━━ Study text

One of the most terrifying episodes The X Files ever did was called "Folie à Deux."  In the opening scene, a man sees his boss not as a human but as a hideous-looking insectile alien who is, one by one, turning the workers in the company into undead zombies.

The worst part is that he's the only one who sees all of this.  Everyone else thinks everything is perfectly normal.

The episode captures in appropriately ghastly fashion the horror of psychosis -- the absolute conviction that the awful things you're experiencing are real despite everyone's reassurance that they're not.  In the show, of course, they are real; it's the people who aren't seeing it who are delusional.  But when this sort of thing happens in the real world, it is one of the scariest things I can imagine.  As I made the point in my neuroscience classes, your brain is taking the information it receives from your sensory organs and trying to assemble a picture of reality from those inputs; if something goes wrong, and the brain puts that information together incorrectly, that flawed picture becomes your reality.  At that point, there is no reliable way to distinguish reality from hallucination.

I was, unfortunately, reminded of that episode when a friend and loyal reader of Skeptophilia sent me a link yesterday to a story in NBC News Online about a man with prosopometamorphopsia, a (thank heaven) rare disorder that causes the patient's perception of human faces to go awry.  When he looks at another person, he sees their face as grotesquely stretched, with deep grooves in the forehead and cheeks.

Computer-generated images of what the patient describes seeing [Image credit: Antônio Mello, Dartmouth University]

Weirdly, it doesn't happen when he looks at a drawing or a photograph; only actual faces trigger the shift.  A moving face -- someone talking, for example -- accentuates the distortion.

━━━━
━━ Material shown

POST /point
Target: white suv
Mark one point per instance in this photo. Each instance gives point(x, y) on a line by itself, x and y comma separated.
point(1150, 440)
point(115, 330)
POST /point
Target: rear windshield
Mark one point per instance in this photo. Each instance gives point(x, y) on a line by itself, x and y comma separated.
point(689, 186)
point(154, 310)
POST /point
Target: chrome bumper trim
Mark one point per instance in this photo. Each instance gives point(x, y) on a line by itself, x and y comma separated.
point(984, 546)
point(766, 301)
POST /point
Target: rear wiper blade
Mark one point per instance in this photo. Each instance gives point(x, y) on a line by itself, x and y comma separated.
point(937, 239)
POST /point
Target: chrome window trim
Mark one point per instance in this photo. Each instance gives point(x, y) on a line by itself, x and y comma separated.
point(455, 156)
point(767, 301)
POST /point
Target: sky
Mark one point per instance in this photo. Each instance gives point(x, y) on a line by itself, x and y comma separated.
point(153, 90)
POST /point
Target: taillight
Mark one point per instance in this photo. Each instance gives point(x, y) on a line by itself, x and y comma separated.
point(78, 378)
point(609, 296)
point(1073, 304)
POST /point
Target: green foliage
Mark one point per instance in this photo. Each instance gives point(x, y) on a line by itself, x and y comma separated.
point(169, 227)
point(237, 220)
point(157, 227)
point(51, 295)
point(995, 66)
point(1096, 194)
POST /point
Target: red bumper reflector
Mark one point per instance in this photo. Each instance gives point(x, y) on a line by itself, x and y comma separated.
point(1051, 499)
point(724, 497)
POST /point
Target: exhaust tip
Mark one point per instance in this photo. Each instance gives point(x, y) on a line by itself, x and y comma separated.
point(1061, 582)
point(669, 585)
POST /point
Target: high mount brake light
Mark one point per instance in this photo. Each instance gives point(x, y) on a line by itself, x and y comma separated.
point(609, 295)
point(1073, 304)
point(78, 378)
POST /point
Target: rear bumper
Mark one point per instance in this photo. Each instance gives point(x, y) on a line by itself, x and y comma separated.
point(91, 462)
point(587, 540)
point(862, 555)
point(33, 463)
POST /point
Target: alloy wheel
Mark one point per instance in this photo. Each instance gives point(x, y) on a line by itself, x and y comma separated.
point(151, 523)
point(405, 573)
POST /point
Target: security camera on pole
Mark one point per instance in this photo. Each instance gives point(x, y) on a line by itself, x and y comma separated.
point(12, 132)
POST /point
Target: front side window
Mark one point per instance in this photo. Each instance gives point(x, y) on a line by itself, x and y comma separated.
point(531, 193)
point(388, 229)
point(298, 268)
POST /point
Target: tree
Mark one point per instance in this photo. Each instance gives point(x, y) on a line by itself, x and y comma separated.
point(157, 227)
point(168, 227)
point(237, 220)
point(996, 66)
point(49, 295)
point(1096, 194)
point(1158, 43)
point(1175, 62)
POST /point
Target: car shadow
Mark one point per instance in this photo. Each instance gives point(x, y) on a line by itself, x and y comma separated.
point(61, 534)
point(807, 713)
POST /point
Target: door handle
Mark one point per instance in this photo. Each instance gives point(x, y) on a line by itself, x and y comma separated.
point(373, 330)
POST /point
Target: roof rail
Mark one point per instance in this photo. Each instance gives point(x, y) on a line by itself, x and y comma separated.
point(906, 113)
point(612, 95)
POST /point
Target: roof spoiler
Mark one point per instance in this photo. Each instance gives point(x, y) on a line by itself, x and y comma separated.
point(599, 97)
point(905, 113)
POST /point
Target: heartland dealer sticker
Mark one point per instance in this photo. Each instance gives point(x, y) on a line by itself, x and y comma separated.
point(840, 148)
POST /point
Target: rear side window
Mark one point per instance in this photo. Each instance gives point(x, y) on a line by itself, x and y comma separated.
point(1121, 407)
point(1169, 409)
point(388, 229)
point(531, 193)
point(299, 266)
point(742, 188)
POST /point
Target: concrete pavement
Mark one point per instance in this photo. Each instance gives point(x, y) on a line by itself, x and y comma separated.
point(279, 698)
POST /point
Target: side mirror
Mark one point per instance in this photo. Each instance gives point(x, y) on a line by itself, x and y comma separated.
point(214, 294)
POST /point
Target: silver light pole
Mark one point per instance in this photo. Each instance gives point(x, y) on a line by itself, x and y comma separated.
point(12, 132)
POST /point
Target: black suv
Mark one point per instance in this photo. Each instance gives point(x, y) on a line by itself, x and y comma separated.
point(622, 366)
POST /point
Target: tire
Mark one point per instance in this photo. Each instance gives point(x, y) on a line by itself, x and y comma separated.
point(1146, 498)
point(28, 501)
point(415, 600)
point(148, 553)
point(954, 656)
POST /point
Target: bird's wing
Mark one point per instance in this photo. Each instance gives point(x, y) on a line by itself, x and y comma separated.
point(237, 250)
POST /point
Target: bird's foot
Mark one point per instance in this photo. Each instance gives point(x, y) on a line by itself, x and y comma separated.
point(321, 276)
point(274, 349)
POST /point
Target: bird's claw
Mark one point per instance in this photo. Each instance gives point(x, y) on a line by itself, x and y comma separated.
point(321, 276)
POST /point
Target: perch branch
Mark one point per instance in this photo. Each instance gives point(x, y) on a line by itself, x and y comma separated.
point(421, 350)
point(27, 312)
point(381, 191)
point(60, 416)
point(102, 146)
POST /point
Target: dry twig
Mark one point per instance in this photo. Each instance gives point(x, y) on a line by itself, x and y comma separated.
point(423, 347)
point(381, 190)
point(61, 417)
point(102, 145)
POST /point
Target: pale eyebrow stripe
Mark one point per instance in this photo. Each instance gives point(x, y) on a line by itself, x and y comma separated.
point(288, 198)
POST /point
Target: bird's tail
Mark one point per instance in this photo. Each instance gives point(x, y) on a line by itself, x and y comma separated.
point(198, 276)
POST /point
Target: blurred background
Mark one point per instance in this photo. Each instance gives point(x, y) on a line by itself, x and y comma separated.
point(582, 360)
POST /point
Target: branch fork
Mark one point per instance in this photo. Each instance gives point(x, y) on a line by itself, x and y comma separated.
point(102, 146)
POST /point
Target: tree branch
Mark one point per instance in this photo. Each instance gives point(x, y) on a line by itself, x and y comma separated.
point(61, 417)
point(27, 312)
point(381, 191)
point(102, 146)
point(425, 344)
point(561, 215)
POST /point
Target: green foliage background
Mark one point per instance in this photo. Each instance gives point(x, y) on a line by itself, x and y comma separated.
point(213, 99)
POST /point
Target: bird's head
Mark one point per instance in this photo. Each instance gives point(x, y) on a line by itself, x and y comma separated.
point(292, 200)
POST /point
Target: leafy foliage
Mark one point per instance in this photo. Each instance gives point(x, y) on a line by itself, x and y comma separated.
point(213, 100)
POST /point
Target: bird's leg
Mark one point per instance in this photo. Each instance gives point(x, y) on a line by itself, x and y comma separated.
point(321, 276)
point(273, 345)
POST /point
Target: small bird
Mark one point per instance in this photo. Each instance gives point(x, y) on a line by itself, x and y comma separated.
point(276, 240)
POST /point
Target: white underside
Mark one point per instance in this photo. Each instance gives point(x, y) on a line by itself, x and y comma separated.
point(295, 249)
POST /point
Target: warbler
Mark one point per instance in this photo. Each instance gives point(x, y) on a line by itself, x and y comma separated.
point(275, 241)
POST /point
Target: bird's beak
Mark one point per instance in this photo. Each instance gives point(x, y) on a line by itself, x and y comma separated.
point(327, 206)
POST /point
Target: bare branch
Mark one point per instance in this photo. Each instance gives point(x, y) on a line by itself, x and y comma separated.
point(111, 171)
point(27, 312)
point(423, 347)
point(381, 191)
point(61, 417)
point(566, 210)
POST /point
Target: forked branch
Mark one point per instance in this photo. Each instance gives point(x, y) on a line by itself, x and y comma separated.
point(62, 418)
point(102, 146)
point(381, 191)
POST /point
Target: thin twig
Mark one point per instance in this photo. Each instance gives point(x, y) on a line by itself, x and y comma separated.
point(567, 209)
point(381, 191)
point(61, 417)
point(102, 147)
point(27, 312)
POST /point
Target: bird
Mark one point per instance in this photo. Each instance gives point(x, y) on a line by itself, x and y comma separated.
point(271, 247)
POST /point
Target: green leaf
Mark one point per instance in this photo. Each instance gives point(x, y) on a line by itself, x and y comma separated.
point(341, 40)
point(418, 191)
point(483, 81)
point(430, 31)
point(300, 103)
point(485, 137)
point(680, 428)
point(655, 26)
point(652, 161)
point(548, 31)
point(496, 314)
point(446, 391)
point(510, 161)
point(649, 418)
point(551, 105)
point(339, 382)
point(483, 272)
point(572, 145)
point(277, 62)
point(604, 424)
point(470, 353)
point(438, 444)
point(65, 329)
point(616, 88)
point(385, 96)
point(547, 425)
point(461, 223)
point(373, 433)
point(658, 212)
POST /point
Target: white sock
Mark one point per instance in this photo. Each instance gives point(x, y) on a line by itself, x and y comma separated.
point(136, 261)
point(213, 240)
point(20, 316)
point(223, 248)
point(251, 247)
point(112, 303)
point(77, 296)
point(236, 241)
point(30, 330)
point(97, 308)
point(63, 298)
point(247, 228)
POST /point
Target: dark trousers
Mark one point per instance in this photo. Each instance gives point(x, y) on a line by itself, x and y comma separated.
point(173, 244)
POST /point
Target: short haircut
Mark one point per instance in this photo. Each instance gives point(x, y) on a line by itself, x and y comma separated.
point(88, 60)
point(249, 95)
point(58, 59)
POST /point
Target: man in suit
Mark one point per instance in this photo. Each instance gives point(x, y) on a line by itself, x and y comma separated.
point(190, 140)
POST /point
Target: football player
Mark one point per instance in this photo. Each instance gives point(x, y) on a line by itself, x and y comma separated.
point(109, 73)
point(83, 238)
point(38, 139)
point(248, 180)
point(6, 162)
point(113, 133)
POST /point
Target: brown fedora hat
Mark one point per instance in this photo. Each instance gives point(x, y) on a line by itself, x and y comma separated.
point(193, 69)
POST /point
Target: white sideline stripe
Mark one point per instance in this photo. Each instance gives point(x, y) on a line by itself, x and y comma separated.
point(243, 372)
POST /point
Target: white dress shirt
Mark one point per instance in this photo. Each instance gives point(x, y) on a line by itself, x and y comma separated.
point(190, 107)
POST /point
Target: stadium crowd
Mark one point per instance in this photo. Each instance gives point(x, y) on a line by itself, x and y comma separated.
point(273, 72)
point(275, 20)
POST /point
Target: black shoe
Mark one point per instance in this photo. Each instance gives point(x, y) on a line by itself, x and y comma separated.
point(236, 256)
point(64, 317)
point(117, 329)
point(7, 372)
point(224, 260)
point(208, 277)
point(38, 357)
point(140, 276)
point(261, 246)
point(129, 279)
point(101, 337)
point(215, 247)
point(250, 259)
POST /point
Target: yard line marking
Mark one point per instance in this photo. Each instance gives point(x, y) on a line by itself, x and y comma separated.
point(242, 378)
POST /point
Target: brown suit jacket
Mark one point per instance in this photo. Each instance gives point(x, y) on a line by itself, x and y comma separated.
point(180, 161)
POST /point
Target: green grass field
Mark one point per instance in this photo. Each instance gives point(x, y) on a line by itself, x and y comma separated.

━━━━

Exercise A ::
According to the essay on face distortion, what makes the patient's distortion stronger?
Exercise B ::
Repeat word for word the part of the essay on face distortion between "Computer-generated images of" and "accentuates the distortion.", inclusive.

Answer A ::
A moving face, such as someone talking.

Answer B ::
Computer-generated images of what the patient describes seeing [Image credit: Antônio Mello, Dartmouth University]

Weirdly, it doesn't happen when he looks at a drawing or a photograph; only actual faces trigger the shift.  A moving face -- someone talking, for example -- accentuates the distortion.